Requirements:
Render every line of the entries below as a numbered list, leaving out any blank lines.

Point annotation entries
— start —
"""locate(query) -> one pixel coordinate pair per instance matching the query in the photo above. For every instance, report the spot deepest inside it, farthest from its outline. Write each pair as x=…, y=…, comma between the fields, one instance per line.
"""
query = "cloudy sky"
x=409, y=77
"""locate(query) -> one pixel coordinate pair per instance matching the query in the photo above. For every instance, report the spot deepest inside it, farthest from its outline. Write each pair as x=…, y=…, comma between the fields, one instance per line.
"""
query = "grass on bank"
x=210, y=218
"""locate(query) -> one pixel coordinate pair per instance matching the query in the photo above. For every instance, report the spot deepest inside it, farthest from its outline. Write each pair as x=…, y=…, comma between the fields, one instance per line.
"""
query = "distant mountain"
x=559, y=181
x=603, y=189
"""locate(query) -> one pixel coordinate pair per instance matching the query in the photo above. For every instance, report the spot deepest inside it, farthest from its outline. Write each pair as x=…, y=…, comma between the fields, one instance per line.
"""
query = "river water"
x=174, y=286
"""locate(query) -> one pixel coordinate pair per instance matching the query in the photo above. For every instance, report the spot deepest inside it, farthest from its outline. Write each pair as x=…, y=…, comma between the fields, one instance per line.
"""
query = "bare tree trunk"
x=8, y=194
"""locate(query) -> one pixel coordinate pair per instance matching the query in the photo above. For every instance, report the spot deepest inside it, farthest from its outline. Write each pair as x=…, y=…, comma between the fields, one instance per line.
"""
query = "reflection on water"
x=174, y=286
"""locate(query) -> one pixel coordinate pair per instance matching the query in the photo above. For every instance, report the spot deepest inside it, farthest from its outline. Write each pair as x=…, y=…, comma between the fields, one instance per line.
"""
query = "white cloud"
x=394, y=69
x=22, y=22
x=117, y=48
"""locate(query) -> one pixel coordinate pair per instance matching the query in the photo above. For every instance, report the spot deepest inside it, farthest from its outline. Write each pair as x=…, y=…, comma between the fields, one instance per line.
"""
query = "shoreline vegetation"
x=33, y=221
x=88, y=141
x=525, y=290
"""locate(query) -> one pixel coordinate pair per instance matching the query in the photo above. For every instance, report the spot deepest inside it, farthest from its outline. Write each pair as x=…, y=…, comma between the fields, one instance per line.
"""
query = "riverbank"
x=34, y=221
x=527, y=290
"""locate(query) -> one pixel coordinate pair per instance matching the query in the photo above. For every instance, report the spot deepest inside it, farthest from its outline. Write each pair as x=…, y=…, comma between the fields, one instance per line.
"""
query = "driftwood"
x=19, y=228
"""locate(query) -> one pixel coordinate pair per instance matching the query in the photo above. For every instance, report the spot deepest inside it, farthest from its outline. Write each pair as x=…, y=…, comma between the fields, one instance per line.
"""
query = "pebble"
— end —
Answer to this exercise:
1. """locate(query) -> one pixel coordinate pair per instance matching the query in the photo above. For every instance, report the spot deepest inside it, farthest from its outline. Write each pair as x=…, y=…, comma between the fields, one instance per line.
2. """
3. query = "cloudy sky"
4. x=409, y=77
5. """locate(query) -> one pixel coordinate pair per instance matching the query in the photo above. For every instance, report the spot deepest inside it, farthest from its outline. Write each pair as x=…, y=…, comma between the fields, one instance per line.
6. """
7. query = "grass on bank"
8. x=210, y=218
9. """locate(query) -> one pixel coordinate pair per instance matching the query in the photo above. For every instance, report the spot deepest inside it, farthest from its outline. Write each pair as x=…, y=…, comma between the fields, one instance per line.
10. """
11. query = "distant mountain"
12. x=559, y=181
13. x=603, y=189
14. """locate(query) -> one pixel coordinate pair per instance matching the query in the photo above. For every instance, report the spot deepest inside it, farthest from its outline. Write each pair as x=…, y=…, comma between the fields, one instance per line.
15. """
16. query = "river water"
17. x=174, y=286
18. """locate(query) -> one pixel coordinate pair per instance matching the query in the photo above. For every instance, report the spot deepest inside it, farthest from its outline. Write each pair as x=…, y=…, comma between the fields, one instance per line.
19. """
20. query = "bare tree trunk"
21. x=8, y=194
22. """locate(query) -> one pixel coordinate pair per instance matching the query in the photo above. For every instance, report the spot deepest inside it, farthest from its outline. Write each pair as x=…, y=…, comma between the fields, one instance per line.
23. """
24. query = "reflection on water"
25. x=174, y=286
26. """locate(query) -> one pixel coordinate pair per instance matching the query in the photo above. For every instance, report the spot deepest inside it, farthest from its outline. Write each pair as x=…, y=…, comma between the fields, one instance per line.
27. """
28. query = "white cloud"
29. x=394, y=69
30. x=22, y=22
31. x=117, y=48
32. """locate(query) -> one pixel coordinate pair per instance matching the query in the photo above. For every instance, report the spot deepest inside it, farthest from its outline. Write each pair as x=…, y=…, comma between the fields, one instance per line.
33. """
34. query = "shoreline vegetation"
35. x=33, y=221
36. x=88, y=141
37. x=525, y=290
38. """locate(query) -> one pixel coordinate pair per instance matching the query in the photo above. For every instance, report the spot deepest inside it, farthest from its outline. Write each pair as x=…, y=…, comma between the fields, one instance per line.
39. """
40. query = "riverbank"
41. x=34, y=221
42. x=527, y=290
43. """locate(query) -> one pixel coordinate pair per instance matching the query in the photo above. For every instance, report the spot deepest inside it, farthest from its outline. Write each pair as x=…, y=…, comma between the fields, one instance per line.
44. """
45. query = "driftwood"
46. x=19, y=228
47. """locate(query) -> one pixel coordinate pair per instance matching the query in the photo above. For every instance, report the spot deepest inside it, farthest from its outline. Write each pair as x=…, y=…, comma between the fields, one instance per line.
48. """
49. query = "pebble"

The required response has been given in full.